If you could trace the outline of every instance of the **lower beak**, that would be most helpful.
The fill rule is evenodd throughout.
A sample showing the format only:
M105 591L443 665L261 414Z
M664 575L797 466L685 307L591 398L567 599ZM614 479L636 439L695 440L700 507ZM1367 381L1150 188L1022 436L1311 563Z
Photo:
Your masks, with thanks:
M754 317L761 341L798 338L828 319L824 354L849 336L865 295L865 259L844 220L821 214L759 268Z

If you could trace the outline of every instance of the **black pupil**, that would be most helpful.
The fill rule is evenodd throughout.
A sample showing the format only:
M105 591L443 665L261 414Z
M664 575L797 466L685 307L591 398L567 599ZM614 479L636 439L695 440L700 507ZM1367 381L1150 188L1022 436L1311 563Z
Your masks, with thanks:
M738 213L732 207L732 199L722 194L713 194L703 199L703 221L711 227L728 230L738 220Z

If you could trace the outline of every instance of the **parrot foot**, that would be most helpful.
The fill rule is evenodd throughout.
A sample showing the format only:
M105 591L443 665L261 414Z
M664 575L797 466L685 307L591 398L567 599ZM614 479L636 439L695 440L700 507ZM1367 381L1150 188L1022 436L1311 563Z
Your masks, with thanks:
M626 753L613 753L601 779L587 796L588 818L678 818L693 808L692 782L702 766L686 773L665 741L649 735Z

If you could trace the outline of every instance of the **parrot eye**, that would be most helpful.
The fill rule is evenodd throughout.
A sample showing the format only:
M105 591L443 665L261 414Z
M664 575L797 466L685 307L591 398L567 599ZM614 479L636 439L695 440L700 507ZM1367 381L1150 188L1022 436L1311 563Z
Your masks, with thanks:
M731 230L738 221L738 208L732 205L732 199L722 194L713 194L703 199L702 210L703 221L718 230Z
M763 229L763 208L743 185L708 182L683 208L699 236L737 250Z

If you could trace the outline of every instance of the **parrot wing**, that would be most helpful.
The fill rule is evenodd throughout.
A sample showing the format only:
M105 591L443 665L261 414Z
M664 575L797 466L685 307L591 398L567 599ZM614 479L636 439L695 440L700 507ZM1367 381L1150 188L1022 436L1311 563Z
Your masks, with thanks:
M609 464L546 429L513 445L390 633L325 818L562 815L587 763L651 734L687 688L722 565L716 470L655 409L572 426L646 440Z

▬▬▬

■ Given exercise ■
Reproduce all of the data above word for word, line by line.

■ Solution to this task ■
If you could trace the outline of every instance of the **lower beak**, that would be most helpful.
The fill rule is evenodd throughout.
A sample showing the format only:
M105 591L443 665L261 414Z
M664 575L797 466L685 307L591 398L567 599ZM614 479L636 439L695 440L700 507ZM1367 381L1150 188L1022 436L1311 563Z
Photo:
Your masks, with thanks:
M754 317L761 341L798 338L828 319L824 354L849 336L865 295L865 259L844 220L821 214L759 268Z

If you could trace the outline of every instance of the **black pupil**, that would be most helpful.
The fill rule is evenodd throughout.
A sample showing the format only:
M105 591L443 665L261 414Z
M664 575L797 466L685 307L591 398L567 599ZM614 479L636 439L695 440L700 507ZM1367 381L1150 188L1022 436L1311 563Z
Your masks, with thanks:
M738 213L732 207L732 199L722 194L713 194L703 199L703 221L711 227L728 230L738 220Z

If you could trace the outline of every instance of the **parrot foot**, that would be most helpful.
The fill rule is evenodd throughout.
A sample showing the format only:
M105 591L443 665L261 414Z
M664 575L797 466L685 307L591 398L567 599ZM614 479L636 439L695 440L700 507ZM1367 381L1150 188L1022 436L1311 563Z
Your masks, with thanks:
M626 753L613 753L601 779L587 796L588 818L678 818L693 808L692 782L702 766L686 773L665 741L649 735Z

If you could trace the outline of every instance of the **parrot eye**, that would be most helpful.
The fill rule is evenodd throughout.
A sample showing the format only:
M105 591L443 665L261 414Z
M664 575L797 466L685 307L591 398L567 599ZM614 479L636 439L695 440L700 507ZM1367 381L1150 188L1022 436L1311 563Z
Your masks, with thanks:
M731 230L738 221L738 208L732 205L732 199L722 194L713 194L703 199L702 210L703 221L718 230Z
M763 229L763 208L743 185L708 182L683 208L699 236L737 250Z

If you could trace the outline of every instance of the **parrot wing**, that would be most helpful.
The fill rule is evenodd throughout.
A sample showing the format only:
M105 591L443 665L261 414Z
M664 575L797 466L685 307L591 398L567 599ZM614 479L636 439L695 440L700 507ZM1367 381L1150 188L1022 436L1311 563Z
Your masks, with thanks:
M609 464L546 429L513 445L390 633L325 818L562 815L587 763L651 734L687 688L722 565L716 470L655 409L572 426L646 440Z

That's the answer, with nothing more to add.